● WHAT YOU NEED TO DO:
Retype every one of the lines below without changing a single character.
>> start
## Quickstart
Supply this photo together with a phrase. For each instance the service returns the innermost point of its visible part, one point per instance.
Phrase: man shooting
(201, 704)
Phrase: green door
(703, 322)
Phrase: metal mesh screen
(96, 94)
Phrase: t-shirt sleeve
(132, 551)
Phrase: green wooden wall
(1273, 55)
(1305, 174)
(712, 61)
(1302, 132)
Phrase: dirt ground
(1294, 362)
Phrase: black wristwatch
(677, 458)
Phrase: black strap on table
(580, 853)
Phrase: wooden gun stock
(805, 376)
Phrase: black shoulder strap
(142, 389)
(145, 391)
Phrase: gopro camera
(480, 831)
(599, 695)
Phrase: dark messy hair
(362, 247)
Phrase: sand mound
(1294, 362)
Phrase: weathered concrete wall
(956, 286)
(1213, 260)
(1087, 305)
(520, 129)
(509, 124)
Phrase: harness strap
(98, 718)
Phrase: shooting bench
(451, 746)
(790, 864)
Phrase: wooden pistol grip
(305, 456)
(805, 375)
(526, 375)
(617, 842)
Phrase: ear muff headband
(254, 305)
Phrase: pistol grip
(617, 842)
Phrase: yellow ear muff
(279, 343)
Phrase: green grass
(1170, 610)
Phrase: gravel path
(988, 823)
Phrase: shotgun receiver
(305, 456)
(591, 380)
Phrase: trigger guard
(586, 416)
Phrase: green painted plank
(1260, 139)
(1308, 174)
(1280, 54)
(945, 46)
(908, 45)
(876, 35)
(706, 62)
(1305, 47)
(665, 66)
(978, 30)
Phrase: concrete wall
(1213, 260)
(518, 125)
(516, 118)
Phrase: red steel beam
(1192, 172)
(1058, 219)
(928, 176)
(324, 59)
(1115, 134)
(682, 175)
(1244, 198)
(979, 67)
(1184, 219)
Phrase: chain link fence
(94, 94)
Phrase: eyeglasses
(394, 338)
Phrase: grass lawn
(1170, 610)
>> end
● TASK RESULT:
## Quickstart
Supply this photo together with a phrase. For each instance the service returns the innermost point of its visible part, one point per instance.
Phrase: man shooting
(201, 704)
Phrase: green door
(703, 322)
Phrase: metal mesh screen
(96, 94)
Phrase: t-shirt sleeve
(132, 551)
Phrase: green wooden wall
(1273, 55)
(1305, 174)
(712, 61)
(1302, 132)
Phrase: dirt ground
(1294, 362)
Phrase: black wristwatch
(677, 458)
Phrase: black strap on table
(580, 853)
Phrase: wooden gun stock
(805, 376)
Phrase: black shoulder strap
(142, 389)
(145, 391)
Phrase: gopro camera
(480, 831)
(599, 695)
Phrase: dark messy hair
(362, 247)
Phrase: sand mound
(1294, 362)
Phrase: weathered concrete wall
(956, 286)
(1213, 260)
(1087, 305)
(520, 129)
(509, 124)
Phrase: harness strap
(98, 718)
Phrase: shooting bench
(451, 746)
(790, 864)
Phrase: wooden pistol grip
(305, 456)
(805, 375)
(526, 375)
(617, 842)
Phrase: ear muff headband
(254, 305)
Phrase: pistol grip
(617, 842)
Phrase: yellow ear muff
(279, 343)
Phrase: green grass
(1170, 610)
Phrase: gravel path
(988, 823)
Phrase: shotgun receiver
(305, 456)
(591, 380)
Phrase: trigger guard
(586, 416)
Phrase: green painted plank
(1260, 139)
(1308, 174)
(1280, 54)
(945, 46)
(908, 45)
(876, 35)
(706, 62)
(1305, 47)
(665, 66)
(978, 30)
Phrase: concrete wall
(1213, 260)
(518, 125)
(516, 118)
Phrase: red steel beam
(1192, 172)
(1058, 219)
(928, 176)
(324, 59)
(1115, 134)
(682, 175)
(1244, 198)
(979, 67)
(1184, 219)
Phrase: chain link fence
(94, 94)
Phrase: eyeglasses
(394, 338)
Phrase: grass lawn
(1170, 610)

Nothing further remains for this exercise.